## TASK DIRECTIONS
Find the line containing "the car door". Retype it and every later line of the records exactly, leaving out pictures.

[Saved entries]

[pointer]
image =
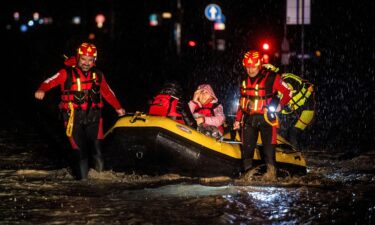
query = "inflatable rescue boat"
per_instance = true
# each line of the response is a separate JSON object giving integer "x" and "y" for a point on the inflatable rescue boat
{"x": 157, "y": 145}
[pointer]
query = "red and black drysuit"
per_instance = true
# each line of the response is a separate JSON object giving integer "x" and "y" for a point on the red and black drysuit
{"x": 168, "y": 102}
{"x": 84, "y": 91}
{"x": 256, "y": 94}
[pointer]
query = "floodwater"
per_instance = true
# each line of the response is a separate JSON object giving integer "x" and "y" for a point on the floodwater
{"x": 338, "y": 189}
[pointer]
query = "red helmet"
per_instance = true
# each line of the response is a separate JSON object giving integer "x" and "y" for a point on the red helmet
{"x": 252, "y": 58}
{"x": 87, "y": 49}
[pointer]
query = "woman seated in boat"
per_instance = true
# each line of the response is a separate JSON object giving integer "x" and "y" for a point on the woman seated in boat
{"x": 169, "y": 102}
{"x": 207, "y": 111}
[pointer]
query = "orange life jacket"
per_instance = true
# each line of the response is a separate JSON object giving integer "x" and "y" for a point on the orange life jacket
{"x": 82, "y": 91}
{"x": 208, "y": 110}
{"x": 256, "y": 96}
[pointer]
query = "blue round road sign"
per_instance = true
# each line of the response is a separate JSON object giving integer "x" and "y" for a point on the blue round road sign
{"x": 212, "y": 12}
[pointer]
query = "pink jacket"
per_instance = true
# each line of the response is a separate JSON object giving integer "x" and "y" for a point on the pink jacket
{"x": 219, "y": 118}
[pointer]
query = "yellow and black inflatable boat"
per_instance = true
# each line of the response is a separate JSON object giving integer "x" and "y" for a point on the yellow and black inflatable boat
{"x": 158, "y": 145}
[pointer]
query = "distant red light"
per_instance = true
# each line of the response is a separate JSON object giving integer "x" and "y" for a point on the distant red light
{"x": 192, "y": 43}
{"x": 266, "y": 46}
{"x": 266, "y": 58}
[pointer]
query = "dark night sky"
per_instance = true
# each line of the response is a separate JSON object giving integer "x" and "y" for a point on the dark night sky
{"x": 138, "y": 58}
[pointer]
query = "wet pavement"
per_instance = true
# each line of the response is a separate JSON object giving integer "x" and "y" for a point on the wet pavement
{"x": 34, "y": 189}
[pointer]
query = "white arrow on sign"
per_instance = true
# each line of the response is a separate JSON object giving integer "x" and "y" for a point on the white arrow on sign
{"x": 212, "y": 12}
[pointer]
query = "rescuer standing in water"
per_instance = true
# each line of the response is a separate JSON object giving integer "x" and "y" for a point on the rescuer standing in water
{"x": 82, "y": 86}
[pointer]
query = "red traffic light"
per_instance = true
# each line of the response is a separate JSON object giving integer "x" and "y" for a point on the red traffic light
{"x": 265, "y": 46}
{"x": 192, "y": 43}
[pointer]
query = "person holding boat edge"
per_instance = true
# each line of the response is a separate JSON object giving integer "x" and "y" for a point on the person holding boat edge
{"x": 260, "y": 90}
{"x": 300, "y": 110}
{"x": 82, "y": 86}
{"x": 170, "y": 102}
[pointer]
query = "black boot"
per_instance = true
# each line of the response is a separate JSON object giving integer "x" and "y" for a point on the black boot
{"x": 270, "y": 175}
{"x": 246, "y": 164}
{"x": 97, "y": 157}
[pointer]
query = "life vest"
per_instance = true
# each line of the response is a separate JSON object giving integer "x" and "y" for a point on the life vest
{"x": 165, "y": 105}
{"x": 208, "y": 110}
{"x": 302, "y": 90}
{"x": 256, "y": 96}
{"x": 83, "y": 92}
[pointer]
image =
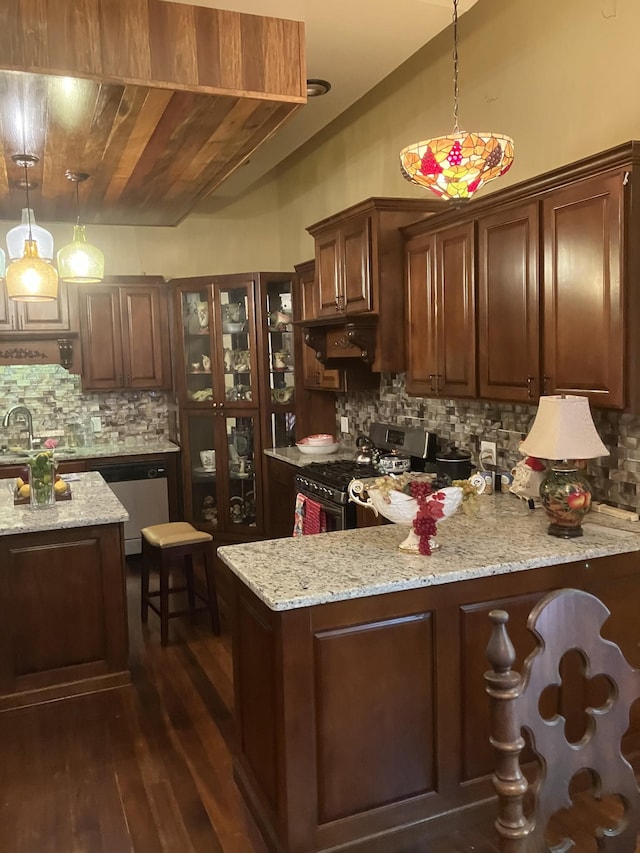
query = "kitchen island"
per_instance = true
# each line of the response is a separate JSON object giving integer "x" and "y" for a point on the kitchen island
{"x": 360, "y": 704}
{"x": 63, "y": 603}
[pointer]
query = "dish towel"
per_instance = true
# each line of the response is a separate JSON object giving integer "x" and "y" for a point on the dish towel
{"x": 298, "y": 516}
{"x": 315, "y": 520}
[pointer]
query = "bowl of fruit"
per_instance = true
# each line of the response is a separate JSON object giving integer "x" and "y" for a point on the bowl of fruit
{"x": 410, "y": 500}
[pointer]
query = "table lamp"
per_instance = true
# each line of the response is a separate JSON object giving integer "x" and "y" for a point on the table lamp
{"x": 563, "y": 433}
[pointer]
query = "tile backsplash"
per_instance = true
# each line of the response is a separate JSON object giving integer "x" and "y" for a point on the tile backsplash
{"x": 59, "y": 406}
{"x": 615, "y": 479}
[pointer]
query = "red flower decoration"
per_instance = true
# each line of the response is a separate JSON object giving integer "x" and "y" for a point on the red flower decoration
{"x": 429, "y": 165}
{"x": 455, "y": 155}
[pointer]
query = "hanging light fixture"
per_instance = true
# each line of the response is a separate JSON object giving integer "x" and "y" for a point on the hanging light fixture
{"x": 19, "y": 233}
{"x": 30, "y": 278}
{"x": 455, "y": 166}
{"x": 80, "y": 262}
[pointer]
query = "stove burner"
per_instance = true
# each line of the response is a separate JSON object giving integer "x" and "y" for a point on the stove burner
{"x": 339, "y": 473}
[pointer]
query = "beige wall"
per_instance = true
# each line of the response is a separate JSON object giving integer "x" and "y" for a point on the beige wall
{"x": 560, "y": 76}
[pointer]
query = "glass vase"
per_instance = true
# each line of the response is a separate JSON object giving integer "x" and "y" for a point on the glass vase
{"x": 42, "y": 481}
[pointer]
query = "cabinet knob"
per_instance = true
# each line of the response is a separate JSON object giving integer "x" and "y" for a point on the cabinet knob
{"x": 530, "y": 381}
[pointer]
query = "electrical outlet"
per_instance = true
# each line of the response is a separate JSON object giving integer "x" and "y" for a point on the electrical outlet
{"x": 488, "y": 453}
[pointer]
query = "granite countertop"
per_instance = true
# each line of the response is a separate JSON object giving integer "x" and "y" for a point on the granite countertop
{"x": 95, "y": 451}
{"x": 505, "y": 536}
{"x": 93, "y": 502}
{"x": 293, "y": 456}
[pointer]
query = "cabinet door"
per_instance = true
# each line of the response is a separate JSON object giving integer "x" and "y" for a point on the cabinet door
{"x": 234, "y": 340}
{"x": 422, "y": 355}
{"x": 145, "y": 337}
{"x": 329, "y": 267}
{"x": 356, "y": 266}
{"x": 583, "y": 298}
{"x": 456, "y": 321}
{"x": 8, "y": 310}
{"x": 508, "y": 304}
{"x": 101, "y": 337}
{"x": 46, "y": 316}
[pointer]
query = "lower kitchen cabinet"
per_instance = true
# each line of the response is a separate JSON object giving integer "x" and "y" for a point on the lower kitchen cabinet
{"x": 124, "y": 330}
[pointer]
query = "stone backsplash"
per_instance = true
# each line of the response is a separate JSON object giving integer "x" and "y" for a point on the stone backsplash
{"x": 61, "y": 408}
{"x": 615, "y": 479}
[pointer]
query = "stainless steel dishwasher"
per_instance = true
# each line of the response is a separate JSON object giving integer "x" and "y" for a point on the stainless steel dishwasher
{"x": 141, "y": 487}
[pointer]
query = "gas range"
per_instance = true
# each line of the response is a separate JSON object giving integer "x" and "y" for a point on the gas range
{"x": 329, "y": 480}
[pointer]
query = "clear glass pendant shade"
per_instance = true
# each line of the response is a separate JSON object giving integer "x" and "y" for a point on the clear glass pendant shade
{"x": 31, "y": 279}
{"x": 17, "y": 236}
{"x": 79, "y": 261}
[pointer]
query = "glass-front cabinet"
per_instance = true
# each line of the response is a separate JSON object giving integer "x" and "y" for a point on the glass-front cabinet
{"x": 235, "y": 372}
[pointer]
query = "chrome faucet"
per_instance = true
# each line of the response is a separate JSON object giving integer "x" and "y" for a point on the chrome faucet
{"x": 26, "y": 414}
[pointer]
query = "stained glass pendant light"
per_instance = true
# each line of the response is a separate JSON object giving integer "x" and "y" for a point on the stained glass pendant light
{"x": 30, "y": 278}
{"x": 456, "y": 165}
{"x": 80, "y": 262}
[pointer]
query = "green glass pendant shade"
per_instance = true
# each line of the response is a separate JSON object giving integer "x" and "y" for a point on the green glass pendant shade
{"x": 80, "y": 262}
{"x": 31, "y": 279}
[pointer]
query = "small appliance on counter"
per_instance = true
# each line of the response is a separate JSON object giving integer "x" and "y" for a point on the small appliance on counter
{"x": 327, "y": 482}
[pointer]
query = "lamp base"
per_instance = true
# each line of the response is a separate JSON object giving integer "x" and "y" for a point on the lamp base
{"x": 566, "y": 496}
{"x": 564, "y": 532}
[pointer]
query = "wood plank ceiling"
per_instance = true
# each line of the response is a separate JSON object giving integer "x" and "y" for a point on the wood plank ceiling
{"x": 157, "y": 128}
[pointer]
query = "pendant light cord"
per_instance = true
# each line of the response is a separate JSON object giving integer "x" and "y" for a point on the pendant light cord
{"x": 26, "y": 187}
{"x": 455, "y": 66}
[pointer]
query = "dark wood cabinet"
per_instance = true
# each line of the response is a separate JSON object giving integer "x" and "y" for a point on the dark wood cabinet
{"x": 359, "y": 313}
{"x": 509, "y": 321}
{"x": 124, "y": 330}
{"x": 441, "y": 351}
{"x": 584, "y": 309}
{"x": 363, "y": 723}
{"x": 558, "y": 311}
{"x": 235, "y": 371}
{"x": 315, "y": 376}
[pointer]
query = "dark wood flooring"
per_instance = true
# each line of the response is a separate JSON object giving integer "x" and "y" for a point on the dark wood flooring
{"x": 148, "y": 768}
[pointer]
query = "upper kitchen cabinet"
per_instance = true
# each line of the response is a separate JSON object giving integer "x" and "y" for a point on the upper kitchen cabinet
{"x": 551, "y": 304}
{"x": 124, "y": 332}
{"x": 358, "y": 315}
{"x": 159, "y": 102}
{"x": 315, "y": 376}
{"x": 235, "y": 370}
{"x": 441, "y": 350}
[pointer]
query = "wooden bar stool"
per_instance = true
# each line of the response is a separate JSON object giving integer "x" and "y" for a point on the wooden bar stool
{"x": 162, "y": 545}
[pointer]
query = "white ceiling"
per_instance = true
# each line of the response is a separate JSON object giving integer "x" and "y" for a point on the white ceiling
{"x": 353, "y": 44}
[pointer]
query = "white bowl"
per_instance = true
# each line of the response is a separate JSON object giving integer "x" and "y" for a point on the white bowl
{"x": 319, "y": 438}
{"x": 317, "y": 449}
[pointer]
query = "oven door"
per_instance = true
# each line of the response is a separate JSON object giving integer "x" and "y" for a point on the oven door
{"x": 337, "y": 516}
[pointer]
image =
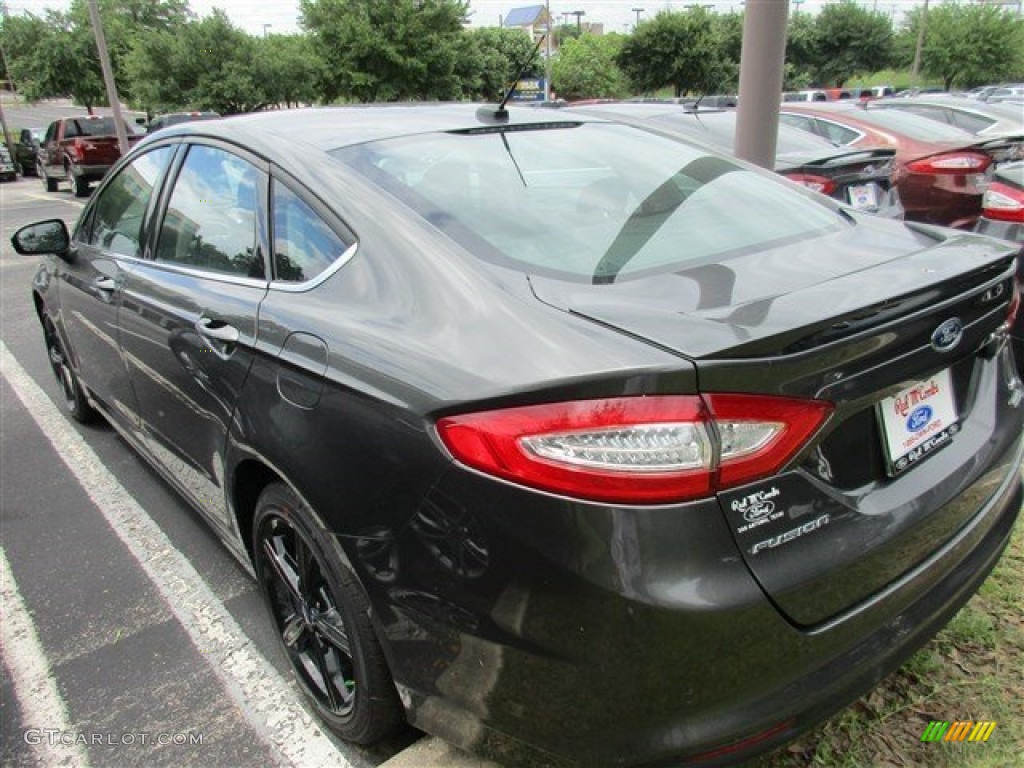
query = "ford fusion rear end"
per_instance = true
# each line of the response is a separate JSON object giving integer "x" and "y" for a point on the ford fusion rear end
{"x": 694, "y": 565}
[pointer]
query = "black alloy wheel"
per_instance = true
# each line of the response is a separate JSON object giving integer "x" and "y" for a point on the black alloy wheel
{"x": 74, "y": 395}
{"x": 322, "y": 617}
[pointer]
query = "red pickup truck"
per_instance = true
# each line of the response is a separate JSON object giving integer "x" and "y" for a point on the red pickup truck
{"x": 79, "y": 150}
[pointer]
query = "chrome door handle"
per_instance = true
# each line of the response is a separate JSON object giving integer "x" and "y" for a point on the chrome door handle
{"x": 221, "y": 332}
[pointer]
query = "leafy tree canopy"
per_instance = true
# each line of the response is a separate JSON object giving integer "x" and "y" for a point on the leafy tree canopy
{"x": 684, "y": 50}
{"x": 587, "y": 68}
{"x": 849, "y": 40}
{"x": 489, "y": 57}
{"x": 967, "y": 45}
{"x": 387, "y": 51}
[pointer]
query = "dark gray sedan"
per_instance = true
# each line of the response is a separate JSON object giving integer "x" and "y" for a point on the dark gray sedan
{"x": 568, "y": 441}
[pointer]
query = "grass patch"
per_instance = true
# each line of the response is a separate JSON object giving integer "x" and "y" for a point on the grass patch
{"x": 973, "y": 670}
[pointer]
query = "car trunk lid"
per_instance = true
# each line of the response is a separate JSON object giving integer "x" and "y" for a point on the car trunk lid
{"x": 859, "y": 327}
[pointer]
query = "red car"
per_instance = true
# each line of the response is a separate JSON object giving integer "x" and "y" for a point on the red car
{"x": 942, "y": 171}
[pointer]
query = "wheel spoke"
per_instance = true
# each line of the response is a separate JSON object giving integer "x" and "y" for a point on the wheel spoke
{"x": 318, "y": 653}
{"x": 282, "y": 568}
{"x": 330, "y": 627}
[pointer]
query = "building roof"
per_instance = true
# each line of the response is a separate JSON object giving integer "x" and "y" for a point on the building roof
{"x": 526, "y": 16}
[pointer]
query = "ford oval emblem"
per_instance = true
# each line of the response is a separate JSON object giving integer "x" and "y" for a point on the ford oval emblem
{"x": 946, "y": 336}
{"x": 919, "y": 418}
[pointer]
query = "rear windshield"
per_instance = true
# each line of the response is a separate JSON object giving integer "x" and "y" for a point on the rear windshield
{"x": 719, "y": 129}
{"x": 94, "y": 127}
{"x": 590, "y": 202}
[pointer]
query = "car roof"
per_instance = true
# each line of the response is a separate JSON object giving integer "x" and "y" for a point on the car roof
{"x": 334, "y": 127}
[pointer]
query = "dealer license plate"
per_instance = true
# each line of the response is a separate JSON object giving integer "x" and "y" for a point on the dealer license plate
{"x": 864, "y": 197}
{"x": 918, "y": 421}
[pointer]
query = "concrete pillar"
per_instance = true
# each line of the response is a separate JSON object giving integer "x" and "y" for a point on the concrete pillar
{"x": 761, "y": 67}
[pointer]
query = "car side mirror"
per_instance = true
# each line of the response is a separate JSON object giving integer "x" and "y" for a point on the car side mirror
{"x": 43, "y": 238}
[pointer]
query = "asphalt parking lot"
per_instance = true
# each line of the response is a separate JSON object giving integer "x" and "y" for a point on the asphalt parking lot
{"x": 130, "y": 636}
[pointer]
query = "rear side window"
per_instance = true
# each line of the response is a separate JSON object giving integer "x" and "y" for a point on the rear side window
{"x": 593, "y": 202}
{"x": 303, "y": 244}
{"x": 120, "y": 209}
{"x": 211, "y": 217}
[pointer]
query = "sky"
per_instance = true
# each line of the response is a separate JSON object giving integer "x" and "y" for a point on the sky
{"x": 283, "y": 15}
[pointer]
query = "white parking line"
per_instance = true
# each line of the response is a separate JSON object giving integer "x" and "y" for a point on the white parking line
{"x": 269, "y": 704}
{"x": 34, "y": 684}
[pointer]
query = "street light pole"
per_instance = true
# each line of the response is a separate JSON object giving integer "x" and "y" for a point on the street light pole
{"x": 921, "y": 44}
{"x": 547, "y": 52}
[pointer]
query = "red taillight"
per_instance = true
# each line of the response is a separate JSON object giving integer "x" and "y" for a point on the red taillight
{"x": 636, "y": 450}
{"x": 1003, "y": 202}
{"x": 818, "y": 183}
{"x": 954, "y": 162}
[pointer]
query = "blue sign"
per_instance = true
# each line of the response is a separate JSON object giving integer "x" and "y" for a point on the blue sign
{"x": 919, "y": 418}
{"x": 528, "y": 89}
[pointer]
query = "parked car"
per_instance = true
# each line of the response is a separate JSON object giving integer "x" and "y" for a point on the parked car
{"x": 942, "y": 171}
{"x": 563, "y": 439}
{"x": 7, "y": 170}
{"x": 175, "y": 118}
{"x": 79, "y": 150}
{"x": 808, "y": 95}
{"x": 27, "y": 150}
{"x": 861, "y": 178}
{"x": 981, "y": 119}
{"x": 1003, "y": 205}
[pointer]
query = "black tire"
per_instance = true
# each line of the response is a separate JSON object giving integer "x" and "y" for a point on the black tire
{"x": 75, "y": 398}
{"x": 322, "y": 616}
{"x": 49, "y": 183}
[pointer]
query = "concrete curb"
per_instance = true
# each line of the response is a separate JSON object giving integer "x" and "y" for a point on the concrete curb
{"x": 433, "y": 753}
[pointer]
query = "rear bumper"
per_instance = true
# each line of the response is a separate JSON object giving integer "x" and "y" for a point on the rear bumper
{"x": 597, "y": 636}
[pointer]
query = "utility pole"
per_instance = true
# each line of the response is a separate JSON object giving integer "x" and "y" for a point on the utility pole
{"x": 921, "y": 44}
{"x": 112, "y": 89}
{"x": 547, "y": 51}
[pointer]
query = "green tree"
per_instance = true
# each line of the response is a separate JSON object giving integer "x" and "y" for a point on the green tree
{"x": 50, "y": 56}
{"x": 488, "y": 58}
{"x": 684, "y": 50}
{"x": 205, "y": 65}
{"x": 385, "y": 51}
{"x": 801, "y": 50}
{"x": 968, "y": 45}
{"x": 288, "y": 69}
{"x": 55, "y": 54}
{"x": 587, "y": 68}
{"x": 849, "y": 40}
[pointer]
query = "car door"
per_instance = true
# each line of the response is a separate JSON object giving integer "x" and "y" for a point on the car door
{"x": 188, "y": 320}
{"x": 109, "y": 242}
{"x": 49, "y": 153}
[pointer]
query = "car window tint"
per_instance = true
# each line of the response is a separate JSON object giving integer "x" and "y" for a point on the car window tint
{"x": 913, "y": 126}
{"x": 590, "y": 202}
{"x": 836, "y": 133}
{"x": 211, "y": 216}
{"x": 303, "y": 244}
{"x": 120, "y": 209}
{"x": 972, "y": 122}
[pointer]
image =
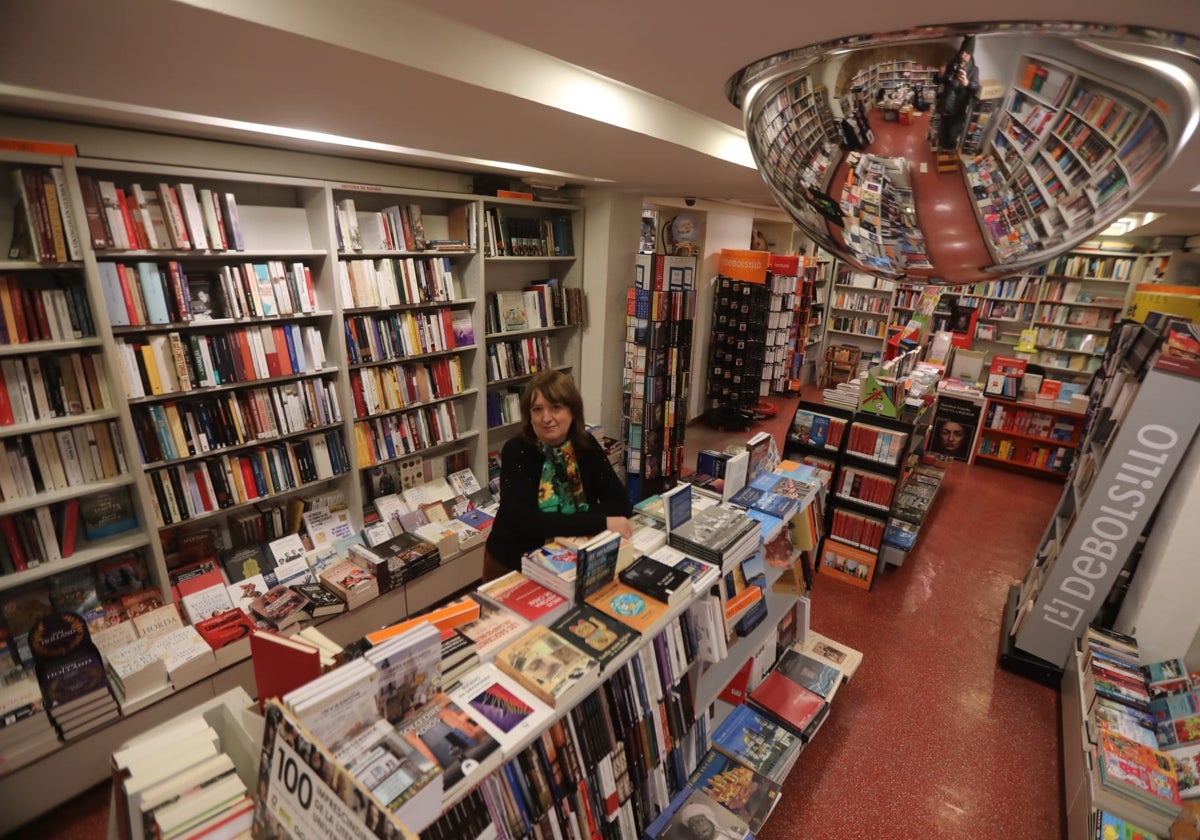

## ANSWER FOR THIS EXERCISE
# each line of the response is a separate JSON object giving integer "x" and "y" for a point on the car door
{"x": 188, "y": 320}
{"x": 109, "y": 242}
{"x": 49, "y": 153}
[pointer]
query = "car window tint"
per_instance = true
# each line of the response is a separate JSON object giving integer "x" and "y" for a point on the car window tint
{"x": 913, "y": 126}
{"x": 590, "y": 202}
{"x": 836, "y": 133}
{"x": 211, "y": 216}
{"x": 303, "y": 244}
{"x": 120, "y": 209}
{"x": 972, "y": 122}
[pointer]
image =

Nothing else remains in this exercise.